## Task requirements
This exercise calls for every record to be set down again, exactly and in full.

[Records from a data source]
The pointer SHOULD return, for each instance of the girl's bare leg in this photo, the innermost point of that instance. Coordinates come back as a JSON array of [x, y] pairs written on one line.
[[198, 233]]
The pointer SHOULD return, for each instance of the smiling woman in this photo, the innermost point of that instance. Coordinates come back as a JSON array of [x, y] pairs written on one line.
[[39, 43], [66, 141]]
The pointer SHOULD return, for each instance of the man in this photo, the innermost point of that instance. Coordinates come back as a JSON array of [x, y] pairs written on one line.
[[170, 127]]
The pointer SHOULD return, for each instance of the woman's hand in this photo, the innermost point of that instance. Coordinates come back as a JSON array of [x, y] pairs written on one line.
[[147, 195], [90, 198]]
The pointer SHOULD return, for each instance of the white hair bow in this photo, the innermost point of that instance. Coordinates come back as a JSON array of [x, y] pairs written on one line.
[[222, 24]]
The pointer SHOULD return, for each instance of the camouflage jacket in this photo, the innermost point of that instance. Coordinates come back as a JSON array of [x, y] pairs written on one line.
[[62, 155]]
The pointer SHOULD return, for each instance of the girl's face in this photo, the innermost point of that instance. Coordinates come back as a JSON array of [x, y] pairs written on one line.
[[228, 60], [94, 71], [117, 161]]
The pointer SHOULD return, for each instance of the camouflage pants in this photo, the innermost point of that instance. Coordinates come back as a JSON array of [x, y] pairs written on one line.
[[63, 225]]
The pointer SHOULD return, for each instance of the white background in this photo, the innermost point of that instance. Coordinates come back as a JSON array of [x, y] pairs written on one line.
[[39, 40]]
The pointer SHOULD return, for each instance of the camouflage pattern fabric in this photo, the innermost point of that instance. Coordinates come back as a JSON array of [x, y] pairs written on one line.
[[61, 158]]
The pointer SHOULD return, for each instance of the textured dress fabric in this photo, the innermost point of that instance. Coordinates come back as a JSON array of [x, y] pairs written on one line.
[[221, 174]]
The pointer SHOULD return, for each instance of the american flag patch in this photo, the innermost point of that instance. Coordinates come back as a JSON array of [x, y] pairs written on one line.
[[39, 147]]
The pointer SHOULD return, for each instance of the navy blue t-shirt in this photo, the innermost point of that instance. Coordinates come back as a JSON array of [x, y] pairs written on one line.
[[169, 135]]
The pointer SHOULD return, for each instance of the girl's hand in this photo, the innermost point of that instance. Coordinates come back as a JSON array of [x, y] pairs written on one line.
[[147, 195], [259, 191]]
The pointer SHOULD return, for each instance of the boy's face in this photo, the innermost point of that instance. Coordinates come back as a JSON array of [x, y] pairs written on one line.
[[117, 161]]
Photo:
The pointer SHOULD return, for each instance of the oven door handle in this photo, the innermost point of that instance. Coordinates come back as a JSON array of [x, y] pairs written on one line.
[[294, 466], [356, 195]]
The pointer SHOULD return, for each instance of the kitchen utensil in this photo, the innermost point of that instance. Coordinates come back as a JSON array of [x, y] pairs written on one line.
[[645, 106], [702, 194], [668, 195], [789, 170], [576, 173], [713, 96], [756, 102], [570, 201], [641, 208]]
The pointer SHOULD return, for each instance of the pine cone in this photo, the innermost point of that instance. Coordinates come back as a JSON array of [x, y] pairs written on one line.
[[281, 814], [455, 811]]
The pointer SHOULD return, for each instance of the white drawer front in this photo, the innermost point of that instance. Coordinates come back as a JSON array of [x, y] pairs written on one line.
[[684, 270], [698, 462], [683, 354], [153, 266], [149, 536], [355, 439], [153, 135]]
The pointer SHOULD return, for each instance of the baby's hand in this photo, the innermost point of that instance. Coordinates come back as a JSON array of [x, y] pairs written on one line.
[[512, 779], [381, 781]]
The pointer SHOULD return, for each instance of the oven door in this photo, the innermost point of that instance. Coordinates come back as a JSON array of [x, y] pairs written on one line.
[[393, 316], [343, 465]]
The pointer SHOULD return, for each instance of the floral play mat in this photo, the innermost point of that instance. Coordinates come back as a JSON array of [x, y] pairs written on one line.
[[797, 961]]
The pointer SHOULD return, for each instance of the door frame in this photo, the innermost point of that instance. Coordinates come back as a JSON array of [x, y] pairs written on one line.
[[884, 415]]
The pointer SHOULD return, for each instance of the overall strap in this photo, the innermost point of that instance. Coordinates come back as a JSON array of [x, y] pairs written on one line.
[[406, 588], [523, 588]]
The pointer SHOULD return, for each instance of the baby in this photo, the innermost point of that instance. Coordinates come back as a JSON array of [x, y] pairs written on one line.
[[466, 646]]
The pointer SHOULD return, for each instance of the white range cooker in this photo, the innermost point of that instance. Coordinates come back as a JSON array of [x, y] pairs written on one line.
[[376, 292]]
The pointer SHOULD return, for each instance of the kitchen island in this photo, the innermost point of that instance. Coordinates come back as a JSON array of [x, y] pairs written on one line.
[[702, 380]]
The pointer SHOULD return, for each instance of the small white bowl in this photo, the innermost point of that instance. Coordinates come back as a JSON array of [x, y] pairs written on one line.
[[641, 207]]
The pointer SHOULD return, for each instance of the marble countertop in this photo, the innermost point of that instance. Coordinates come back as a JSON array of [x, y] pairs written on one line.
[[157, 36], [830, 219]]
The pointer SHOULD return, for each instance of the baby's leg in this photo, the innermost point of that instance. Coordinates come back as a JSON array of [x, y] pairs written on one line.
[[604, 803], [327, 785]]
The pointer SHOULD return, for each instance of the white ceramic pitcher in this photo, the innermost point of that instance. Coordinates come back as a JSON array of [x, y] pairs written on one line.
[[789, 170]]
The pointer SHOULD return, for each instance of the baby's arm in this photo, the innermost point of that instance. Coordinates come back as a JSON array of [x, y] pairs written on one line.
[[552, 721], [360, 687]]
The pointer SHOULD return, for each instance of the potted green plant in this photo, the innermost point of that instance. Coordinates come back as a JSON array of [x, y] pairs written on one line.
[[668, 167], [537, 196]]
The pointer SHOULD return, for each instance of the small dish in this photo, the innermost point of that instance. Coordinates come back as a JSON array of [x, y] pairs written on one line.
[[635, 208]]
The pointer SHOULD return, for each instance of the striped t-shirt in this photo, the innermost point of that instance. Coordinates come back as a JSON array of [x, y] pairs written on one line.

## Task output
The pointer SHOULD return, for each instance of the girl's bare leg in this photo, the innermost point of that instance. Coordinates come back as a JSON array of [x, y] pairs written on one line.
[[198, 233]]
The pointer SHOULD return, for each instance of the smiling woman in this photo, the innermost point of that instance. Coordinates come back as a JSON array of [x, y] pairs written on one line.
[[39, 43], [66, 141]]
The pointer SHOULD return, for each instance of the man in this photo, the innermost point of that instance. Coordinates come back as a JSON array of [x, y] pairs written on one line.
[[170, 127]]
The pointer SHOULD return, for each instance of the woman's hand in this photo, the innermost point of that instance. Coordinates come back as a JSON array of [x, y] pairs written on one line.
[[147, 195], [90, 198]]
The pointer SHOULD return, for each instance of the white hair bow in this photo, the innermost point of that instance. Coordinates come back as a JSON array of [x, y] pairs written on one line.
[[222, 24]]
The pointer SHOULD return, for each instance of the camouflage jacket in this photo, the innermost point of that instance. Coordinates come back as a JSON array of [x, y] pairs written on one line.
[[62, 155]]
The pointer SHOULD return, for each instance of the girl's face in this photo, the innermost point of that instance. Coordinates come back as a JSON array of [x, y] pairs written on one line.
[[228, 60], [94, 71], [117, 161]]
The pointer SHOULD return, for each instance of the camouflage pants in this photo, the innermost point of that instance. Coordinates come back as a JSON array of [x, y] pairs written on one line.
[[63, 225]]
The pointer SHOULD return, for each instance of the white background in this photo, the innermost point of that instance. Coordinates come back as a JSON array of [x, y] pairs written on one line.
[[39, 40]]
The pointer SHOULD return, for each instance of the camouflage pattern fabric in this photo, the innermost point of that instance. Coordinates come back as a JSON array of [x, y] pairs written on one line.
[[61, 158]]
The pointer SHOULD return, for each instance of the textured dress fabric in this photo, the innermost point of that instance. Coordinates come back as a JSON array of [x, y] pairs written on one line.
[[221, 174]]
The pointer SHOULD return, for each instance of the american flag patch in this photo, the innermost point of that instance. Coordinates come back as a JSON array of [x, y] pairs written on one line.
[[39, 147]]
The pointer SHOULD return, for each instance of the navy blue t-shirt in this photo, the innermost point of that instance. Coordinates come back as a JSON array of [x, y] pairs written on one line.
[[169, 135]]
The pointer SHOULD return, for each instance of the girl's hand in this photo, the innermost point of that instance. Coordinates come back as a JSON array of [x, y] pairs written on one line.
[[147, 195], [259, 191]]
The pointer SHOULD return, for each instance of the boy's face in this photo, the innermost point of that instance. Coordinates come back as a JSON array of [x, y] pairs written on one line.
[[117, 161]]
Photo:
The pointer SHOULD return, for each instance of the oven door handle in this photo, the innermost point of that instance. Coordinates come back as a JSON array of [x, y] pairs written on one line.
[[294, 466], [356, 195]]
The pointer SHOULD return, for each instance of the kitchen utensil in this photo, the innermost point of that instance. Coordinates come back as a JSON array of [x, y] pairs written on one line.
[[645, 106], [702, 194], [668, 195], [789, 170], [576, 173], [713, 96], [756, 102], [570, 201], [641, 208]]
The pointer SHOULD return, for each instance of the pine cone in this photo, the innermost point of that instance. Coordinates come back as a JSON array of [x, y] pairs written on one line.
[[281, 814], [455, 811]]
The pointer SHOULD return, for each instance of the white drawer front in this photo, the innermost point of that instance. Coordinates come back as a JSON array of [x, y] pairs written on one line.
[[684, 270], [698, 462], [683, 354], [153, 266], [149, 536], [355, 439], [153, 135]]
The pointer SHOULD return, for each instance of the baby's hand in this photo, the innermost point of that instance. Coordinates come back as a JSON array of [x, y] pairs written on one line.
[[512, 779], [381, 781]]
The pointer SHOULD return, for each instance of the oven door in this photo, the innermost point of that instance. Coordinates come back as a JSON array of [x, y] pairs written on one line.
[[393, 316], [343, 465]]
The pointer SHOULD return, for each instance of the floral play mat in this photo, the innermost point of that instance. Coordinates come back as a JSON array of [x, y] pairs written on one line.
[[797, 961]]
The pointer SHOULD return, for each instance of the door frame in this photo, the innermost point of that instance. Coordinates come back as a JSON array of [x, y] pairs written on one line.
[[884, 415]]
The pointer SHOULD return, for each instance of the overall strap in this photo, the innermost point of that instance. Coordinates come back as a JSON array of [x, y] pairs written on one line.
[[406, 588], [523, 588]]
The pointer SHOULD return, for each instance of the baby in this photo, the innermost point of that instance. Coordinates come back as a JSON array of [x, y] pairs written on one line.
[[466, 646]]
The pointer SHOULD return, for each instance of the white range cooker in this photo, the innermost point of that instance. Coordinates come back as a JSON array of [x, y] pairs written on one line.
[[376, 292]]
The pointer SHOULD return, for each instance of the kitchen island in this photo, the innermost point of that instance. Coordinates come back as a JSON array of [x, y] pairs written on one line.
[[702, 380]]
The pointer SHOULD return, for each instance of the small white bowl in this photo, the innermost point of that instance. Coordinates come back as a JSON array of [x, y] pairs written on one line.
[[641, 207]]
The pointer SHOULD return, for each instance of the marble countertop in this photo, the innermost point of that instance. Coordinates come back as a JSON array of [x, y] pairs written on one line.
[[157, 36], [830, 219]]
The pointer SHOULD return, for each instance of the baby's leg in this photo, the innermost point of that instance. Coordinates come back as a JSON array of [x, y] pairs written on one line.
[[604, 803], [327, 785]]
The pointer SHOULD return, for each instance of the white ceramic pitcher in this photo, the innermost point of that instance. Coordinates come back as a JSON array of [x, y] pairs written on one line.
[[789, 170]]
The pointer SHOULD return, for each instance of the baby's arm in this photo, the innermost point of that instance. Coordinates come back as a JSON array of [x, y] pairs written on one line.
[[552, 721], [360, 687]]
The pointer SHOULD return, for each instance of the potted green plant in this photo, the innermost point of that instance. Coordinates come back as a JSON array of [x, y] pairs written on one line.
[[668, 167], [537, 196]]
The pointer SHOULD return, for each instance of the small dish in this photo, the innermost point of that instance. Coordinates come back as a JSON array of [x, y] pairs written on one line.
[[635, 208]]
The pointer SHOULD return, for each instance of the striped t-shirt in this photo, the innermost point of that instance. Coordinates come back as a JSON array of [x, y] pairs written on one line.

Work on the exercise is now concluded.